EXERCISE BRIEF: Retype the data below word for word, from its first line up to and including the line that contains "0, 570, 598, 647". Leave the pictures out of your copy.

DATASET ENTRIES:

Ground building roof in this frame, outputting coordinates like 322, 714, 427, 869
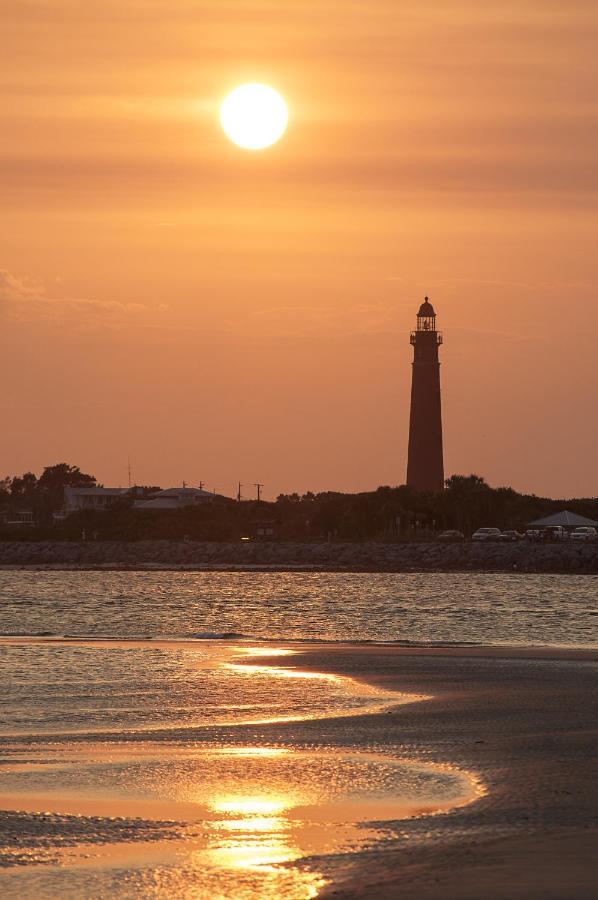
155, 488, 214, 503
528, 509, 598, 528
64, 485, 128, 497
133, 497, 181, 509
417, 297, 436, 316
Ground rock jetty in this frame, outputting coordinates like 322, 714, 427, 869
0, 541, 598, 574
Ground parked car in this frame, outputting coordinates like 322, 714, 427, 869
571, 525, 598, 541
496, 530, 523, 543
471, 528, 500, 541
542, 525, 569, 541
436, 528, 465, 541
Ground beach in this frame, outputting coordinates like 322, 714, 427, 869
284, 647, 598, 900
0, 638, 598, 900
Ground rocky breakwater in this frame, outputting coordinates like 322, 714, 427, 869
0, 541, 598, 574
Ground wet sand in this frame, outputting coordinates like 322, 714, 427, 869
282, 646, 598, 900
4, 642, 598, 900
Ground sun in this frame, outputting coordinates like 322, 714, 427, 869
220, 83, 289, 150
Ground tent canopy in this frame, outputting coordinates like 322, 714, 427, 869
528, 509, 598, 528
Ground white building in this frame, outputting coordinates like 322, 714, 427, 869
133, 487, 216, 511
64, 487, 129, 516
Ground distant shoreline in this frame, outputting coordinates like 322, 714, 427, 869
0, 541, 598, 575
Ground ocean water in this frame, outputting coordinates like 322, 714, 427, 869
0, 570, 598, 647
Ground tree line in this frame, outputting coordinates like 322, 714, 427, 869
0, 463, 598, 541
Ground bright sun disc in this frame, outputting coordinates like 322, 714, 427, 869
220, 84, 289, 150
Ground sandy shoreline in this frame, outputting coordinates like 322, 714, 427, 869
278, 646, 598, 900
1, 639, 598, 900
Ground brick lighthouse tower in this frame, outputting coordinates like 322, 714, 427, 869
407, 297, 444, 491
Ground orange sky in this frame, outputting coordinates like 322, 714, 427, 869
0, 0, 598, 497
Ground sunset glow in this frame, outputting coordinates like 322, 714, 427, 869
220, 84, 289, 150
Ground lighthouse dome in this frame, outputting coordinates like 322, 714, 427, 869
417, 297, 436, 318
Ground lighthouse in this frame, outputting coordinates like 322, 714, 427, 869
407, 297, 444, 491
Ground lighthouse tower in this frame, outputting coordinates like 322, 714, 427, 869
407, 297, 444, 491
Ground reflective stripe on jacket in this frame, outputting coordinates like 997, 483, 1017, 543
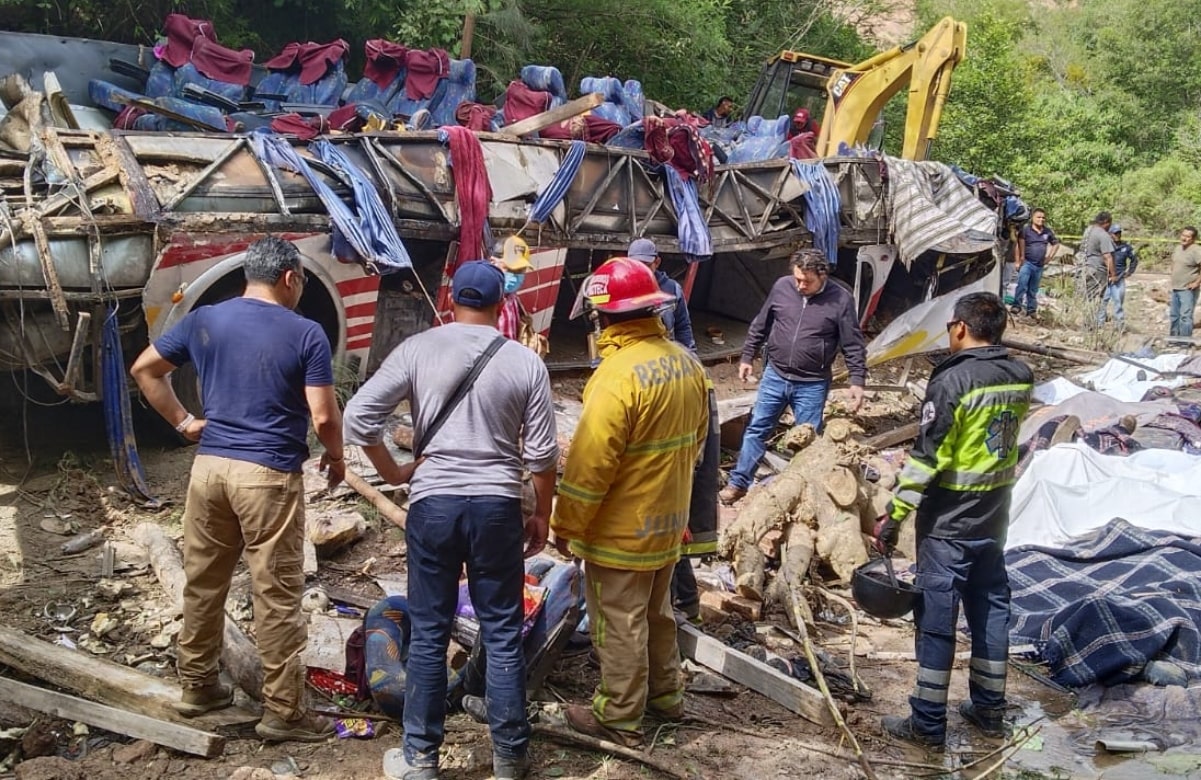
551, 317, 709, 571
889, 346, 1034, 540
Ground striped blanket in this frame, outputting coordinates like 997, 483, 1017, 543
884, 157, 997, 267
1005, 519, 1201, 686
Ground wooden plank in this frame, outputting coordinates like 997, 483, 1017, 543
0, 626, 258, 728
679, 624, 833, 726
0, 677, 225, 758
501, 93, 604, 136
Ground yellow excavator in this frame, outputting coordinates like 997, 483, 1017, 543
742, 17, 967, 160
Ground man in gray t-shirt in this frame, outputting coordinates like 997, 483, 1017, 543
343, 262, 558, 780
1080, 212, 1118, 312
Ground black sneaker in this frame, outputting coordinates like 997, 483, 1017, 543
492, 754, 531, 780
960, 702, 1009, 739
880, 715, 946, 752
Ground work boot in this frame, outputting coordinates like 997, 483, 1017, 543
460, 693, 488, 724
717, 484, 747, 506
255, 710, 334, 742
646, 702, 683, 724
172, 683, 233, 718
563, 704, 643, 748
383, 748, 438, 780
492, 752, 530, 780
960, 702, 1009, 739
880, 715, 946, 752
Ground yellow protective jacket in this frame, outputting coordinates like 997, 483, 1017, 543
550, 317, 709, 571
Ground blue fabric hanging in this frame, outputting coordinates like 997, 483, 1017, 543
662, 165, 713, 263
793, 160, 842, 267
309, 139, 413, 274
530, 141, 586, 225
250, 130, 413, 274
100, 306, 162, 507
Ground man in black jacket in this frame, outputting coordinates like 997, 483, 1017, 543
876, 292, 1034, 750
718, 249, 867, 504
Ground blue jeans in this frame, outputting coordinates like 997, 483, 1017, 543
730, 363, 830, 490
1167, 290, 1197, 339
909, 536, 1009, 737
1014, 262, 1042, 315
405, 495, 530, 767
1097, 278, 1125, 324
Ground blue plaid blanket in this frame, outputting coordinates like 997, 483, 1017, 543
1005, 519, 1201, 686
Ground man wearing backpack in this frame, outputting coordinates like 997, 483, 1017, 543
345, 261, 558, 780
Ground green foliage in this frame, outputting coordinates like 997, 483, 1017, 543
1117, 157, 1201, 233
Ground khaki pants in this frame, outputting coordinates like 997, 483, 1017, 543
584, 562, 683, 733
179, 456, 307, 720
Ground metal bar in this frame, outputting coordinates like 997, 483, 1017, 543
368, 138, 455, 225
568, 157, 628, 233
59, 311, 91, 395
26, 218, 71, 331
162, 138, 245, 212
250, 143, 292, 216
0, 287, 142, 303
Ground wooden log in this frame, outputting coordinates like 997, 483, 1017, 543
305, 508, 368, 554
825, 466, 859, 510
392, 425, 413, 452
806, 486, 867, 582
346, 469, 408, 528
862, 422, 921, 449
0, 677, 225, 758
734, 544, 767, 601
501, 93, 604, 136
679, 624, 833, 726
700, 590, 763, 620
132, 523, 263, 702
0, 627, 258, 728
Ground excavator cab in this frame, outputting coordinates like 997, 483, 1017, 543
742, 17, 967, 160
742, 50, 850, 121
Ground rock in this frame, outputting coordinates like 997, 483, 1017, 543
16, 756, 85, 780
113, 739, 159, 763
91, 612, 120, 639
229, 767, 275, 780
781, 423, 818, 452
20, 720, 59, 758
96, 579, 137, 601
306, 510, 368, 554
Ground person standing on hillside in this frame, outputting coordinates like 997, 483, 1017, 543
346, 261, 558, 780
1097, 224, 1139, 326
1167, 226, 1201, 341
130, 237, 346, 742
701, 95, 734, 130
1010, 209, 1059, 317
874, 292, 1034, 750
1080, 212, 1118, 323
718, 249, 867, 504
627, 238, 697, 355
551, 257, 709, 748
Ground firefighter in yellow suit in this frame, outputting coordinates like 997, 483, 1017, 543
551, 257, 709, 748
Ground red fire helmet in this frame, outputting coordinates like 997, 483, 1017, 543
584, 257, 674, 314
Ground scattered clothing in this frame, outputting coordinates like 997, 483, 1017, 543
438, 125, 492, 264
888, 343, 1034, 742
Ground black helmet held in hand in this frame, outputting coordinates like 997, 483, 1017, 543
850, 558, 921, 620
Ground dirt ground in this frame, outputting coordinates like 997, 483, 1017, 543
0, 274, 1196, 780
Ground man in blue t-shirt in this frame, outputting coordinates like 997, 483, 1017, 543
1010, 209, 1059, 317
130, 237, 346, 742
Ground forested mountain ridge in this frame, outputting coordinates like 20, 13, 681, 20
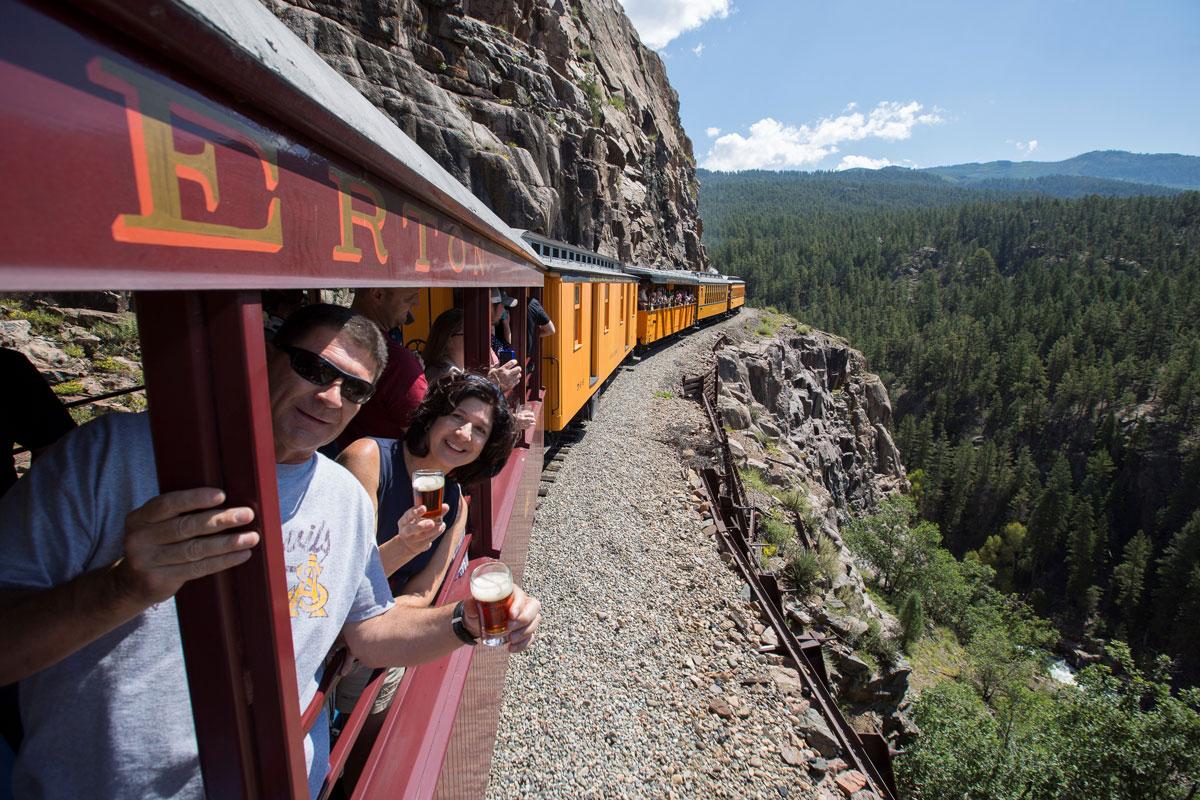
923, 150, 1200, 190
701, 174, 1200, 681
696, 167, 1183, 225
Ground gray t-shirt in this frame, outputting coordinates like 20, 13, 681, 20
0, 414, 391, 799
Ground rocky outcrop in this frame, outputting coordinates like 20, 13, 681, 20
263, 0, 707, 269
718, 327, 907, 521
716, 312, 912, 754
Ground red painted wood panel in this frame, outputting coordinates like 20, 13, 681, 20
137, 291, 307, 798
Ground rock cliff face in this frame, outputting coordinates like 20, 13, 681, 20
718, 327, 907, 522
263, 0, 707, 269
716, 312, 912, 738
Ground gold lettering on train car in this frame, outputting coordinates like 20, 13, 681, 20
88, 58, 283, 253
329, 166, 388, 264
401, 203, 438, 272
446, 236, 467, 272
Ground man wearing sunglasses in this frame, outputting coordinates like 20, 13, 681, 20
0, 305, 540, 798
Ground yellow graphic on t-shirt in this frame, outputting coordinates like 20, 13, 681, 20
288, 553, 329, 616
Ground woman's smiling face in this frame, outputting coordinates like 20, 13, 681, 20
430, 397, 492, 473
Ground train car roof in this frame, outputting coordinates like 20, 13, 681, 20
625, 264, 702, 285
0, 0, 542, 291
514, 230, 630, 283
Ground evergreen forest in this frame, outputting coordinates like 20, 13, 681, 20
701, 170, 1200, 796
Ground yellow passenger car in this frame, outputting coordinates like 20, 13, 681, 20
522, 231, 637, 432
728, 275, 746, 312
696, 275, 730, 320
624, 265, 700, 347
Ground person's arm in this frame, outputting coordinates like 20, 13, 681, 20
342, 587, 541, 667
337, 437, 379, 513
0, 488, 259, 684
393, 505, 467, 608
337, 439, 449, 576
487, 359, 521, 392
379, 503, 450, 577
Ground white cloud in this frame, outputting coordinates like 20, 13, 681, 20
701, 101, 942, 172
620, 0, 731, 55
834, 156, 892, 172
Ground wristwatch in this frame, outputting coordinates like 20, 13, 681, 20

ANSWER TO THE EXERCISE:
Ground building roof in this frame, outputting coordinates like 322, 714, 427, 869
155, 488, 214, 503
528, 509, 598, 528
64, 485, 128, 497
133, 497, 181, 509
417, 297, 436, 316
Ground rock jetty in this frame, outputting coordinates like 322, 714, 427, 869
0, 541, 598, 574
Ground parked car in this frame, outputting coordinates like 322, 714, 427, 869
571, 525, 598, 541
496, 530, 523, 543
471, 528, 500, 541
542, 525, 569, 541
436, 528, 465, 541
Ground beach in this frame, outputting coordinates like 322, 714, 427, 869
284, 647, 598, 900
0, 638, 598, 900
Ground rocky breakwater in this frame, outputting coordinates like 322, 714, 427, 869
0, 541, 598, 574
Ground wet sand in this frame, outputting coordinates like 322, 714, 427, 869
282, 646, 598, 900
4, 642, 598, 900
Ground sun in this frame, outputting coordinates like 322, 714, 427, 869
220, 83, 289, 150
Ground tent canopy in this frame, outputting coordinates like 322, 714, 427, 869
528, 509, 598, 528
Ground white building in this frame, outputting coordinates like 322, 714, 427, 869
133, 487, 216, 511
64, 487, 129, 516
Ground distant shoreline in this frame, outputting coordinates like 322, 714, 427, 869
0, 541, 598, 575
Ground ocean water in this frame, outputting coordinates like 322, 714, 427, 869
0, 570, 598, 647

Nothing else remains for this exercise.